In capitalistic societies over the last two centuries, all that has happened to work in general—is now rapidly happening to cultural, scientific, and artistic endeavor. In different nations this alienation occurs in different ways: but whether it occurs by political or commercial co-ordination from above or by voluntary withdrawal of cultural workmen themselves, the results are comparable. We, the cultural workmen, do not have access to the means of effectively communicating images and ideas; others who own and operate the mass media stand between us and our potential publics. But more than that, we are losing control of the very means of cultural production itself. The condition of intellectual work, as well as of the distribution of its products, is increasingly bureaucratic. More and more culture becomes an adjunct of marketing, or of the bureaucratic ethos, or of both. The demands for intellectual and technical personnel and for new kinds of what Lionel Trilling calls “consciousness by formulation” are being eagerly met by intellectuals in research-cartels and busy teams of semi-intellectuals. Is not the deplorable situation of the serious movie-maker the prototype for most cultural workmen? We are cut off from possible publics, and such publics as remain are being turned into masses by those businessmen or commissars who do control the means of communication. In their hands, these are often less means of communication than means of mass distraction.
In several basic trends and official actions, the United States and the Soviet Union are becoming increasingly alike.
Both are supersocieties, geographically and ethnically. Unlike the nations of Europe, each has amalgamated on a continental domain great varieties of peoples and cultures. Each has expanded mightily in territory as well as in power.
The power of both is based on technological development which has been made into a cultural and social fetish, rather than an instrument under continual public appraisal and control; and to this military and economic fetish, the organization of all life is increasingly adapted. The means of production are so arranged that in the name of efficiency, work is alienated; the means of consumption are culturally exploitative.
In both the U.S. and the U.S.S.R., as the political order is enlarged and centralized, it becomes less political and more bureaucratic; less the locale of a struggle then an object to be managed. Within both, most men are the objects of history, adapting to structural changes with which they have little or nothing to do.
In neither the U.S. nor the U.S.S.R. are there nationally responsible parties which debate openly and clearly the issues which the world so rigidly confronts. The two-party state is without programmatic focus and without organizational basis for it. We must recognize that, under some conditions, the two-party state can be as irresponsible as the one-party state.
In neither nation is there a senior civil service firmly linked to the world of knowledge and sensibility and composed of skilled men who, in their careers and aspirations, are truly independent of corporate interest (in the U.S.) and of party dictation (in the U.S.S.R.).

GIVEN PROBLEM 1:
From the essay excerpt, write out word for word the part that opens with the words containing "The power of" and closes with "are culturally exploitative.".
GIVEN PROBLEM 2:
Condense the paragraph of the essay excerpt that begins "The power of both is based on technological development" into a shorter version that keeps its main facts.

DATA SUPPLIED:
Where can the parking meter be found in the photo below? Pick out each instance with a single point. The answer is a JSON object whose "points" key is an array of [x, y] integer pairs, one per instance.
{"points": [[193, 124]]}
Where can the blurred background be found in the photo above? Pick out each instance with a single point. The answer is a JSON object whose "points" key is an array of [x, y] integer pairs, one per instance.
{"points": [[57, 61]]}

==

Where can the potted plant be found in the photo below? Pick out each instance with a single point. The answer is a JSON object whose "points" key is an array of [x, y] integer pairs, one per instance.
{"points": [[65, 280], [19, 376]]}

RESULT 1:
The power of both is based on technological development which has been made into a cultural and social fetish, rather than an instrument under continual public appraisal and control; and to this military and economic fetish, the organization of all life is increasingly adapted. The means of production are so arranged that in the name of efficiency, work is alienated; the means of consumption are culturally exploitative.

RESULT 2:
Both powers rest on technological development that has become a cultural and social fetish instead of a tool under ongoing public appraisal and control, and life is increasingly organized around this military and economic fetish. Production is arranged so that work is alienated in the name of efficiency, and consumption is culturally exploitative.